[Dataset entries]

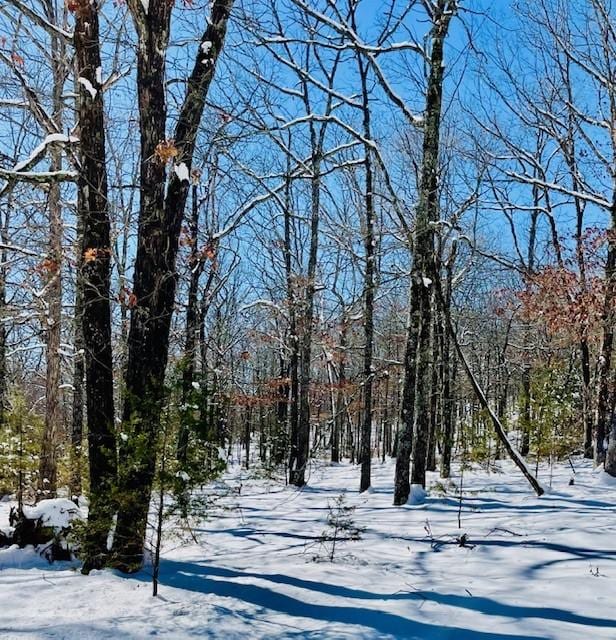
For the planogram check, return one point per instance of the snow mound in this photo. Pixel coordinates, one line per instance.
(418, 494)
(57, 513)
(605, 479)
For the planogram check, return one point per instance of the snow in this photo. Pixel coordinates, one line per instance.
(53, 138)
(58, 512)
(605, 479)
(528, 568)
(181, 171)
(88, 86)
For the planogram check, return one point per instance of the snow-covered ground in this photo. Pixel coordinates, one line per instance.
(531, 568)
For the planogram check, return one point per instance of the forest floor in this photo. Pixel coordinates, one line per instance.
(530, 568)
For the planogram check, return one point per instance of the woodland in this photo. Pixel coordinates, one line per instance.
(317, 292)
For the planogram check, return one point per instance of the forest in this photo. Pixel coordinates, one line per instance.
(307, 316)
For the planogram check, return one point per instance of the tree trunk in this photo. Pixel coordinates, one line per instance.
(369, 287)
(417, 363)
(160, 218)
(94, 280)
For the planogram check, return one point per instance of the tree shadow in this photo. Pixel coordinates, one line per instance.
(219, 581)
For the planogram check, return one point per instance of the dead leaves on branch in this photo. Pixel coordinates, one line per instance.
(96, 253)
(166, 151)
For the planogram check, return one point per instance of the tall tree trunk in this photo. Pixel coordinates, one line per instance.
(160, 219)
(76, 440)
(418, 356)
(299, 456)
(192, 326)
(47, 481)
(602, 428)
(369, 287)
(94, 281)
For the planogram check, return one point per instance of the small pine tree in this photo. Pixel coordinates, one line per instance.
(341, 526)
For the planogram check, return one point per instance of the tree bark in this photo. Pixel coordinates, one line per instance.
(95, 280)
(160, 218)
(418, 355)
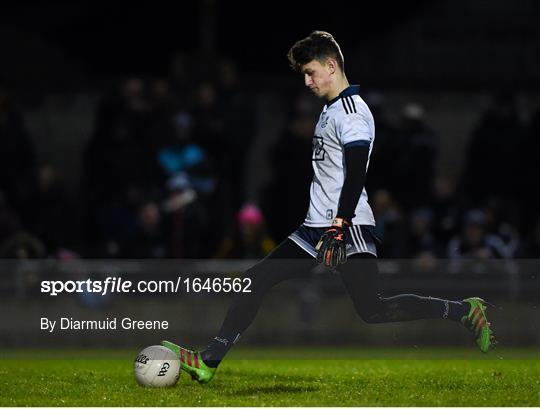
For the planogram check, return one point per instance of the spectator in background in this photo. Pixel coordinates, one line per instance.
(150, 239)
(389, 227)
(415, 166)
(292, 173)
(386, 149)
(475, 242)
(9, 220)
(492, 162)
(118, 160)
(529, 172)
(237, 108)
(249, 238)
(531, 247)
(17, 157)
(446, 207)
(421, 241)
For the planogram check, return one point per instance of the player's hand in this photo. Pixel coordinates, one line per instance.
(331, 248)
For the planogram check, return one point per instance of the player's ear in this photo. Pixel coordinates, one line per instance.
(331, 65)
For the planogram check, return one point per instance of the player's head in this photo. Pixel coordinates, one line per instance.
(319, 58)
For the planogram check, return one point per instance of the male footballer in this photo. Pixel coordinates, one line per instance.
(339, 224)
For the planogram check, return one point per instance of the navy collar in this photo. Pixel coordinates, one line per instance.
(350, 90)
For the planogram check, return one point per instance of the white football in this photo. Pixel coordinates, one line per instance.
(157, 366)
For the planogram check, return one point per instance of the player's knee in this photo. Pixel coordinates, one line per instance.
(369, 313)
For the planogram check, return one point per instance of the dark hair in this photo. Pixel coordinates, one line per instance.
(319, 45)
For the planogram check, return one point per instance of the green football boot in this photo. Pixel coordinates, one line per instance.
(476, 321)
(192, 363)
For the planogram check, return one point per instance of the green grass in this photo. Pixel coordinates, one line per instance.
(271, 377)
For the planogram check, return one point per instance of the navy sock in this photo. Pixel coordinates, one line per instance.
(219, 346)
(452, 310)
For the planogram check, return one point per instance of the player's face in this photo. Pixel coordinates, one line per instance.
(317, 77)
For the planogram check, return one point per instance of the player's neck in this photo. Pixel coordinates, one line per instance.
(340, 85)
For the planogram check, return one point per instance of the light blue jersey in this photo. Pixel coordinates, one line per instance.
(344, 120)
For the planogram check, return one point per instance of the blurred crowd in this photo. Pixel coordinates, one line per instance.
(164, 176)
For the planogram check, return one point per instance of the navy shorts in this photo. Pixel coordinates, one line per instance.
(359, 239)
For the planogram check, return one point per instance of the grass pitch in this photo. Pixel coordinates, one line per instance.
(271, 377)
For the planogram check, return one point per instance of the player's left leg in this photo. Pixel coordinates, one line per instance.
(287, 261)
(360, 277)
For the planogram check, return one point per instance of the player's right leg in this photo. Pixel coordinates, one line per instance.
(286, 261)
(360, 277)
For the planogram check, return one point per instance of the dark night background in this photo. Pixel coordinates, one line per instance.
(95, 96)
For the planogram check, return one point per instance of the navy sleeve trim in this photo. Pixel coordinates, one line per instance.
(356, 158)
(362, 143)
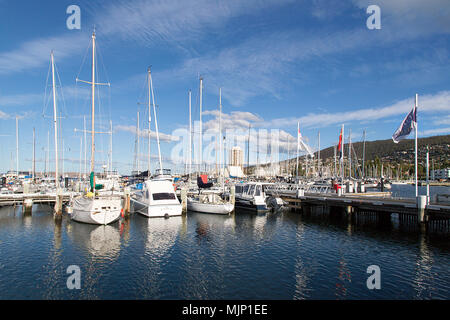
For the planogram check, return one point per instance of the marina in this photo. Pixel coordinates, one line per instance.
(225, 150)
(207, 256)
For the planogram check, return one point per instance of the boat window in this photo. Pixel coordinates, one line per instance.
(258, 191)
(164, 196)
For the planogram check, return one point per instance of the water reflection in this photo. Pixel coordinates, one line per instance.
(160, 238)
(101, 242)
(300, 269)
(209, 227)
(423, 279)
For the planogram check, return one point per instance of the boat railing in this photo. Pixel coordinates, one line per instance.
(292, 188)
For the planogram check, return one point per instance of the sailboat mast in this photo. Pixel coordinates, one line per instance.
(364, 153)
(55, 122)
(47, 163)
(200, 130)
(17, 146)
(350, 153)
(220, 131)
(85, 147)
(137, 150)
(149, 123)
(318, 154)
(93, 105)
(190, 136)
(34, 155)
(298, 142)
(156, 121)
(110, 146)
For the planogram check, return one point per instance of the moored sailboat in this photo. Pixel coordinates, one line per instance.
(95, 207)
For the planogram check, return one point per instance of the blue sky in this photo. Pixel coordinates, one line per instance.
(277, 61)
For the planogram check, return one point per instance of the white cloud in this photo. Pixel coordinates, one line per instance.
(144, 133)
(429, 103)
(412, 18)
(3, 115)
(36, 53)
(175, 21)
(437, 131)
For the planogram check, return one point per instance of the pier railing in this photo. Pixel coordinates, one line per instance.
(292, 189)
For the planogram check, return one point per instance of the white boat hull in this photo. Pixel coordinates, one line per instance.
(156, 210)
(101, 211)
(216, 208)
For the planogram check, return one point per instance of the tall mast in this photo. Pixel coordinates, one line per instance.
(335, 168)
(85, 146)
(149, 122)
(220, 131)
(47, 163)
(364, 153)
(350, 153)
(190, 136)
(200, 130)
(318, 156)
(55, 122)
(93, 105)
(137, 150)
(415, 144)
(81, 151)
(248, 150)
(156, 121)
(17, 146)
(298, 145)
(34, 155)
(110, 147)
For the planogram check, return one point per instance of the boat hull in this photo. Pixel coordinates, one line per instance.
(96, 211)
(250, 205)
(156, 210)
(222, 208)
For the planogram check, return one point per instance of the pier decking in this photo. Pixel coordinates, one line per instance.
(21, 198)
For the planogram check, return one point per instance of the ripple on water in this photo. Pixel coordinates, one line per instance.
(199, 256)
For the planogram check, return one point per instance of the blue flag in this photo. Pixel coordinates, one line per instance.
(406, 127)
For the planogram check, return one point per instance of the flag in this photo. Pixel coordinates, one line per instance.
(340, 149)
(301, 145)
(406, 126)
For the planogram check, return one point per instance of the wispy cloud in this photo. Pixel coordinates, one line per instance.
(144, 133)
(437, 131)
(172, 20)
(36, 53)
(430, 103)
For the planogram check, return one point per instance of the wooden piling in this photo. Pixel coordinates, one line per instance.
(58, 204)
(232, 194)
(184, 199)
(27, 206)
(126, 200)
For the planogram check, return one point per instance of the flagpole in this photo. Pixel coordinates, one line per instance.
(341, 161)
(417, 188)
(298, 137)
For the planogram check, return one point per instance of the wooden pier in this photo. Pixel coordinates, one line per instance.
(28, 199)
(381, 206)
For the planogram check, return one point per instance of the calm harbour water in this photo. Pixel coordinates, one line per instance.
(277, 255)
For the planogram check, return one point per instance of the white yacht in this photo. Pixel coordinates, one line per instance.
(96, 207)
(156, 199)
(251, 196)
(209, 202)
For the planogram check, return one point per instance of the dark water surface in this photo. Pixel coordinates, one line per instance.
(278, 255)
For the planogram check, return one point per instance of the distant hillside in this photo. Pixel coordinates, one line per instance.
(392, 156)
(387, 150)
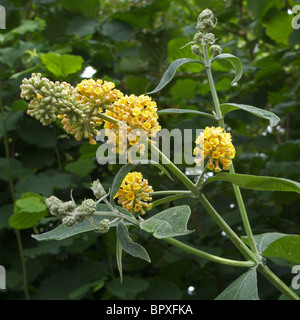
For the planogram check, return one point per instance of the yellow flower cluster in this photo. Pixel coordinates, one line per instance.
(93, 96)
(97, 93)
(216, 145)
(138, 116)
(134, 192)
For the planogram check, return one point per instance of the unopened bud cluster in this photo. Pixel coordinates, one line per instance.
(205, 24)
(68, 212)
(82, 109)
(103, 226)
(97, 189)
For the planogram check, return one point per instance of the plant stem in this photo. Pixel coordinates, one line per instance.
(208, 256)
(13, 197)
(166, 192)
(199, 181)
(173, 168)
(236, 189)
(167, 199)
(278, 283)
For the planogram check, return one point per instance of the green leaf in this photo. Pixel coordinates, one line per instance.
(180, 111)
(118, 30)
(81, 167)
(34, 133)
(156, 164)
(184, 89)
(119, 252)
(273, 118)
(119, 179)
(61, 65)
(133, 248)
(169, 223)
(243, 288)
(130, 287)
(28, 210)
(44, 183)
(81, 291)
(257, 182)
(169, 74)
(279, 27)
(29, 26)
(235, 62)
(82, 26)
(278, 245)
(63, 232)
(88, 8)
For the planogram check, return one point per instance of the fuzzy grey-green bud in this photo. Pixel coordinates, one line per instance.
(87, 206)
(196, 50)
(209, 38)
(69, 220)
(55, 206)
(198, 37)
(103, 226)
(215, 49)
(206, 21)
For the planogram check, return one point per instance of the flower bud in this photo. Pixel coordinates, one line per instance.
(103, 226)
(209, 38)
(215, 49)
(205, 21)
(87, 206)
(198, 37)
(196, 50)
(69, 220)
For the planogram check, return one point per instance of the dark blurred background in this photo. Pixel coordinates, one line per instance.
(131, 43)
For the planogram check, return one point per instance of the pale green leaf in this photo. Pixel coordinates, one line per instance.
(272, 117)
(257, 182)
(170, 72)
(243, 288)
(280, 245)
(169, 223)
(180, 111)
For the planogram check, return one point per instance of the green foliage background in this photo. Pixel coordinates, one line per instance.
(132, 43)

• Exercise brief: Beginning with the line that contains "the green foliage", set down every line through the end of the data without change.

• Result of this exercise:
For the planogram check, return one point per instance of the green foliage background in this photo. Pixel coordinates, one line per instance.
(132, 43)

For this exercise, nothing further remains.